## PASSAGE
-------
|Flightdeck:Shimano are !%&^*#%&*^@#%||dsweiss|
Apr 24, 2003 8:18 PM
|I tore the wire on my wireless SC6501 and called them for a replacement. The wire is hooked to a plate that screws to the bottom of the mount so it is an easy replacement.
But they said: "We don't sell that part"
I said: " But you could, it is an easy fix"
They said "But we don't"
I said: "So Ihave to replace the entire harnass"
He said "yes"
I said" $80 is a lot to spend for one wire"
Get this, he said: "There are smaller things that you could spend more money on"
How about that for a genuis. Customer service for the biggest parts company in the world.
|re: Flightdeck:Shimano are !%&^*#%&*^@#%||Akirasho|
Apr 24, 2003 8:42 PM
|... customer service issues aside... it might be possible to repair (solder or a splice?) the wires yourself (I severed the wires to my first Flight Deck years ago... and spliced it back together... no problems aside from the aesthetically unpleasing buldge from the splice in the cable)... and a replacement harness should be had for far less than $80 USD...
-------
## STORED RECORDS
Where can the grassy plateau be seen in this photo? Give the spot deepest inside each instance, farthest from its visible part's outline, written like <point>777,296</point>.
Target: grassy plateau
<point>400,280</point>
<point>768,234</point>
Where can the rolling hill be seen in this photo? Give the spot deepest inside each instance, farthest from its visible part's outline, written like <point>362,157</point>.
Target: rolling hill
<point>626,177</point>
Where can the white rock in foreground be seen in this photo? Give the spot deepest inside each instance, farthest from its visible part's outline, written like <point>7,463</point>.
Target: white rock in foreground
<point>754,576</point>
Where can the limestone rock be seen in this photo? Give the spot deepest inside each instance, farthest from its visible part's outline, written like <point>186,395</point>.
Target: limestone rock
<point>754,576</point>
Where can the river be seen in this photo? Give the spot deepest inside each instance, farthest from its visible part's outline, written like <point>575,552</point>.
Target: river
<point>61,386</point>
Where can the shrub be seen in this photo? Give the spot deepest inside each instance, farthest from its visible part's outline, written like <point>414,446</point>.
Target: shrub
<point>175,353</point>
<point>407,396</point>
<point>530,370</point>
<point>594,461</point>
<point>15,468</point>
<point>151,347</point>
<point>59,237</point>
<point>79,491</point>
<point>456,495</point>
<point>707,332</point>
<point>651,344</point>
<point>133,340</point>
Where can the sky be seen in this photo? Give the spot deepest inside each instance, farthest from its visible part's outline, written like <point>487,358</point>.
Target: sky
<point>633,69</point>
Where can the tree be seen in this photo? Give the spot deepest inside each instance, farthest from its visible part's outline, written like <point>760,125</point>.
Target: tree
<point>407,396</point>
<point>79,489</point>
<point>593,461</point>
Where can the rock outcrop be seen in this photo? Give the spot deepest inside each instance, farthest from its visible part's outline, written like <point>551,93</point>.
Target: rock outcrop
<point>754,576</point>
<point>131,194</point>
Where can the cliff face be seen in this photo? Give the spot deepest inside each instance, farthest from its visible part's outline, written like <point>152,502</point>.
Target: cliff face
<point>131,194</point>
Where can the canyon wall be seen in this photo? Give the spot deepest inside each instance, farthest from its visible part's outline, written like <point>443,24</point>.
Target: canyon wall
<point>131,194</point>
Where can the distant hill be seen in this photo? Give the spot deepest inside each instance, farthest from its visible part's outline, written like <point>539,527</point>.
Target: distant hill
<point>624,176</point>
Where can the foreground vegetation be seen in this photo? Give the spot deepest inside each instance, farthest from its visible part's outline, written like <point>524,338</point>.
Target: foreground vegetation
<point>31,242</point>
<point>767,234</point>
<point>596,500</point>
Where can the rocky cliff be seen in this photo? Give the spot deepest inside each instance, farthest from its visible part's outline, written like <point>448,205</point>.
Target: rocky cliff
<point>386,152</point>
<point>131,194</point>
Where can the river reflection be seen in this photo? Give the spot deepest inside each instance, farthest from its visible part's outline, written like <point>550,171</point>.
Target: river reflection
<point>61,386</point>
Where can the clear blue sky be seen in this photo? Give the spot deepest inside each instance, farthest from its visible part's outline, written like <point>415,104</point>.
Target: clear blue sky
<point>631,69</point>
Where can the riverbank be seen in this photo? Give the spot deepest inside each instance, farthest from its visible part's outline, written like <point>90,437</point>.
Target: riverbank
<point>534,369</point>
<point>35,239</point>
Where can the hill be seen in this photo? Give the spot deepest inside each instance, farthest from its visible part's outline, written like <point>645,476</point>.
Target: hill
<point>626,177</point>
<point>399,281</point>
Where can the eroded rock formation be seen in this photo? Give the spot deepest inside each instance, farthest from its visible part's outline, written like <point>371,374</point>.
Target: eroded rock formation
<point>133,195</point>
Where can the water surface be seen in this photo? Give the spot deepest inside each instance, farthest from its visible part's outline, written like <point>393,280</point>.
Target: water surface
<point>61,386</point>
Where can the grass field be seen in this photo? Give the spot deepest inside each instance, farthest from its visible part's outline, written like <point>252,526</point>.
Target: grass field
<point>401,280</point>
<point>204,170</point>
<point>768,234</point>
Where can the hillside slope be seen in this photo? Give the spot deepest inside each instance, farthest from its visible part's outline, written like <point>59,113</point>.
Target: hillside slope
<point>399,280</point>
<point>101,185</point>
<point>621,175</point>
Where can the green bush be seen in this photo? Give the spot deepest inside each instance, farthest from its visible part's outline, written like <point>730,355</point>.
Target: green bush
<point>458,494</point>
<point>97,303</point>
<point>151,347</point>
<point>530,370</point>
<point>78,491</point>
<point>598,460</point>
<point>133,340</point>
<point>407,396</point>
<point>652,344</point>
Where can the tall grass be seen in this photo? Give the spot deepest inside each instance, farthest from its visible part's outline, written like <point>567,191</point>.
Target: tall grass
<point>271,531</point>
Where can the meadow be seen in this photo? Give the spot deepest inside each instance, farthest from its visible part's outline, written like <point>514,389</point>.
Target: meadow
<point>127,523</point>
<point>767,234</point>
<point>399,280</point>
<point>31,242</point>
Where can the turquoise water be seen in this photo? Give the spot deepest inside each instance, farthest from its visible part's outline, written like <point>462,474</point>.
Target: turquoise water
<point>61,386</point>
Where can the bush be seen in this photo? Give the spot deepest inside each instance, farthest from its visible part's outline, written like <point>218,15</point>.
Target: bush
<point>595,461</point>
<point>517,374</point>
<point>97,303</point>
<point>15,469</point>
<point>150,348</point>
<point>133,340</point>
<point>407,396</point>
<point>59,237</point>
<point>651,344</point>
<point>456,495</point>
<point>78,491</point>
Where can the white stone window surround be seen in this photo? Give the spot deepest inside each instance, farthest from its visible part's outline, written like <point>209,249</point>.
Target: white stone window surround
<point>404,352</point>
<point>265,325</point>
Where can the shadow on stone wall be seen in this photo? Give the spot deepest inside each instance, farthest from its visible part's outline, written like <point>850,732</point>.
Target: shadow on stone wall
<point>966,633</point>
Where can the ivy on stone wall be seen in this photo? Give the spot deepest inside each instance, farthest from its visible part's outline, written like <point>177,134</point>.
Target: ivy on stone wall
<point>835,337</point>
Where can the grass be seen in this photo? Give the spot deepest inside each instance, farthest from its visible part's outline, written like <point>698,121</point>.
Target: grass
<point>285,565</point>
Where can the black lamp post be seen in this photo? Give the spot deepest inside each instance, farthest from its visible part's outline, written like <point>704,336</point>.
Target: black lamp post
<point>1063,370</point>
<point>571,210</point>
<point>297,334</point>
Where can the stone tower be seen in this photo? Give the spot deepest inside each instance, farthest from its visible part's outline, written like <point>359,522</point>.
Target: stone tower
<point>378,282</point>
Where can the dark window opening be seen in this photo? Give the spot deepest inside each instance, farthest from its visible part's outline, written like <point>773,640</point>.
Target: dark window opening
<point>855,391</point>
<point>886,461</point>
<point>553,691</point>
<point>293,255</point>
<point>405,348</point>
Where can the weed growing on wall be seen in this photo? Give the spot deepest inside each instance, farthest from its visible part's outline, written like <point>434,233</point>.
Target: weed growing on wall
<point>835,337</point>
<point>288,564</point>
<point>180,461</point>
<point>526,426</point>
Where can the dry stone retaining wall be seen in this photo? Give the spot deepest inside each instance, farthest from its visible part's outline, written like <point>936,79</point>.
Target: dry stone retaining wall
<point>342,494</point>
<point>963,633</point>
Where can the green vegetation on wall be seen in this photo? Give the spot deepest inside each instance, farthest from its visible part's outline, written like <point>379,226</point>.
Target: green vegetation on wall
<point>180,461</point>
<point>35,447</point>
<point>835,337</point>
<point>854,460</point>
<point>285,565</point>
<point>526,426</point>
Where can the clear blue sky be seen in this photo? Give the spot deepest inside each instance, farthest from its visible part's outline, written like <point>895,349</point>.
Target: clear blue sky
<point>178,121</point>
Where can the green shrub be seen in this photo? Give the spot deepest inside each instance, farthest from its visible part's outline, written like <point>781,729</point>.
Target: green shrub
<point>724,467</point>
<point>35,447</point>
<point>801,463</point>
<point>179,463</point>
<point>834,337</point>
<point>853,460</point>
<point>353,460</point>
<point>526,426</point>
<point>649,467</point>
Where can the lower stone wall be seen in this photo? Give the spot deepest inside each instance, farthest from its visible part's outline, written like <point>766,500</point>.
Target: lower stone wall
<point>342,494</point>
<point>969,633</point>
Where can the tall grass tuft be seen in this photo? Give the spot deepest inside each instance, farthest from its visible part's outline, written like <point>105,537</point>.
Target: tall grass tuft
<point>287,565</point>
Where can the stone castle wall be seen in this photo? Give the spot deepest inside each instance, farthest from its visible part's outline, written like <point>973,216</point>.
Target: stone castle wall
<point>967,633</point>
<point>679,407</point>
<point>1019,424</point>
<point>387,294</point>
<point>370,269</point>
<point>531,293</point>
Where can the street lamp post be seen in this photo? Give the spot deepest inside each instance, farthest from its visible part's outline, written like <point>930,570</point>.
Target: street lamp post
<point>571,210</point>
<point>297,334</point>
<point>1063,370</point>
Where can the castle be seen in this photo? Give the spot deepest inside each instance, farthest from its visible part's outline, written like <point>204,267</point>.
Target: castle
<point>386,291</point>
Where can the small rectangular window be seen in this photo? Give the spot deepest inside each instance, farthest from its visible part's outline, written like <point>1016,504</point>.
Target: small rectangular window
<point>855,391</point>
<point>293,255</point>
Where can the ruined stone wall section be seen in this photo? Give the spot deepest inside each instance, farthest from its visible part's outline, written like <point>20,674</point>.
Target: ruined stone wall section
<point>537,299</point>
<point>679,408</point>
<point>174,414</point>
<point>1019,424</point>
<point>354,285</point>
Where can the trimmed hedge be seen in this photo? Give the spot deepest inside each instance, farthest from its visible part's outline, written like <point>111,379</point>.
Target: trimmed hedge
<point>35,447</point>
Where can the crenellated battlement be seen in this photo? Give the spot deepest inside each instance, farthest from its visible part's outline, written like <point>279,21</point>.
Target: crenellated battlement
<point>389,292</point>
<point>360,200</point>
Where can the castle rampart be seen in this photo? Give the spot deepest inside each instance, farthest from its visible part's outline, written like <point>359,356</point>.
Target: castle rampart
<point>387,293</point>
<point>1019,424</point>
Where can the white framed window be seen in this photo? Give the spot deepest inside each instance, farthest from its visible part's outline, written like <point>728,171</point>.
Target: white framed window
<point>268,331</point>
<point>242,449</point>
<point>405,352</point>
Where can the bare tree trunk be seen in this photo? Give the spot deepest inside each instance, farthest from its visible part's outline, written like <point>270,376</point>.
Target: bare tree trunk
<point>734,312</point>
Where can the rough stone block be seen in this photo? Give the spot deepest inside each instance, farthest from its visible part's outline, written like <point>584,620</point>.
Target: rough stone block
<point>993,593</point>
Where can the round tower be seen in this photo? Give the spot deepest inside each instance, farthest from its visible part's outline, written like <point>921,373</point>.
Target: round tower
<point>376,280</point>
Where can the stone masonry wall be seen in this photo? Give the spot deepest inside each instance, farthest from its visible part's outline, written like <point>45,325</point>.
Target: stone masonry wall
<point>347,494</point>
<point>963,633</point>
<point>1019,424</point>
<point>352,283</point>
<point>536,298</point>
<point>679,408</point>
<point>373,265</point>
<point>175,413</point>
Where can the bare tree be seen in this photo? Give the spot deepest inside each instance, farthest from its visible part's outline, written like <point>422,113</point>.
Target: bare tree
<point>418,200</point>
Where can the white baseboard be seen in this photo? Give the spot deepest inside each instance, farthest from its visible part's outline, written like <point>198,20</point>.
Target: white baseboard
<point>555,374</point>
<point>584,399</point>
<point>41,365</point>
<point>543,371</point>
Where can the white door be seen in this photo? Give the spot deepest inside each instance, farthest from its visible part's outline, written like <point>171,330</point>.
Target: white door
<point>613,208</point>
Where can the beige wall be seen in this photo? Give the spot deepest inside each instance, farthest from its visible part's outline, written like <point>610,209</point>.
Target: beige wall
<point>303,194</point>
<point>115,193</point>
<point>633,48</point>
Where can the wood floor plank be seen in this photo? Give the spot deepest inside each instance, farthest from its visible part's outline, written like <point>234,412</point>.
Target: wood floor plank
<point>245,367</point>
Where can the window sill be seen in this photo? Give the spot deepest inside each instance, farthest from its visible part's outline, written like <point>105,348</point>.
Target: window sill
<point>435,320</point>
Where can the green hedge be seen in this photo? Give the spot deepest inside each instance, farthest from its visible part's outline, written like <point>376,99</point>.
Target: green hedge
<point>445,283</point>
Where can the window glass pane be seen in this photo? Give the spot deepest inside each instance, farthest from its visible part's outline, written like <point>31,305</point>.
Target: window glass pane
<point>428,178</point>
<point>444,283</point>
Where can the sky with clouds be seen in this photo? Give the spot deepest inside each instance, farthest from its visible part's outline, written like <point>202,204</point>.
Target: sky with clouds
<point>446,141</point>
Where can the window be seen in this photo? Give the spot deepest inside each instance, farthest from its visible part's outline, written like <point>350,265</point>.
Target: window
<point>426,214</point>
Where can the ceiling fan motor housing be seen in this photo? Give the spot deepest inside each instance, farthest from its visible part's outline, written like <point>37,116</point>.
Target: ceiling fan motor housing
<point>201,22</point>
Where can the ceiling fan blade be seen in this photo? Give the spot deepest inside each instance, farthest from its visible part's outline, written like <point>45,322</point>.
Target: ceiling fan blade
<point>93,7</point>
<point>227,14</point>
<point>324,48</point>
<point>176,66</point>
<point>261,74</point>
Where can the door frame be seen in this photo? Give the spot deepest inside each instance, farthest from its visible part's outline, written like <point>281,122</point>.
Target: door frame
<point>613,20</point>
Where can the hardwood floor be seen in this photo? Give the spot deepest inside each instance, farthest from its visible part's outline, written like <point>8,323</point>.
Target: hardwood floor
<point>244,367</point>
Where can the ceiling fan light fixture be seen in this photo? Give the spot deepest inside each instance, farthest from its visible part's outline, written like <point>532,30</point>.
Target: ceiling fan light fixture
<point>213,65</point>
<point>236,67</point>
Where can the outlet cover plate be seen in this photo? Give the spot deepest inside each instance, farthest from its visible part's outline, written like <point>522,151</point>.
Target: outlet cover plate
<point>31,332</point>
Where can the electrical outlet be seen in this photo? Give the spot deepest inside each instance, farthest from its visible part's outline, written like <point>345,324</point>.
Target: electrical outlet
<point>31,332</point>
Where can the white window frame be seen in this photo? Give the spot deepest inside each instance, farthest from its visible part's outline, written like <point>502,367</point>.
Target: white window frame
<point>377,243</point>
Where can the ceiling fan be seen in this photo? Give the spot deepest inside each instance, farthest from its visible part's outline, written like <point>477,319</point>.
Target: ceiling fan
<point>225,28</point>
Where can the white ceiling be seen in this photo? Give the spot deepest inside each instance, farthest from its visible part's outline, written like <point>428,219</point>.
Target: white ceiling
-------
In the forum thread, what did the first poster tear on the wireless SC6501?

The wire.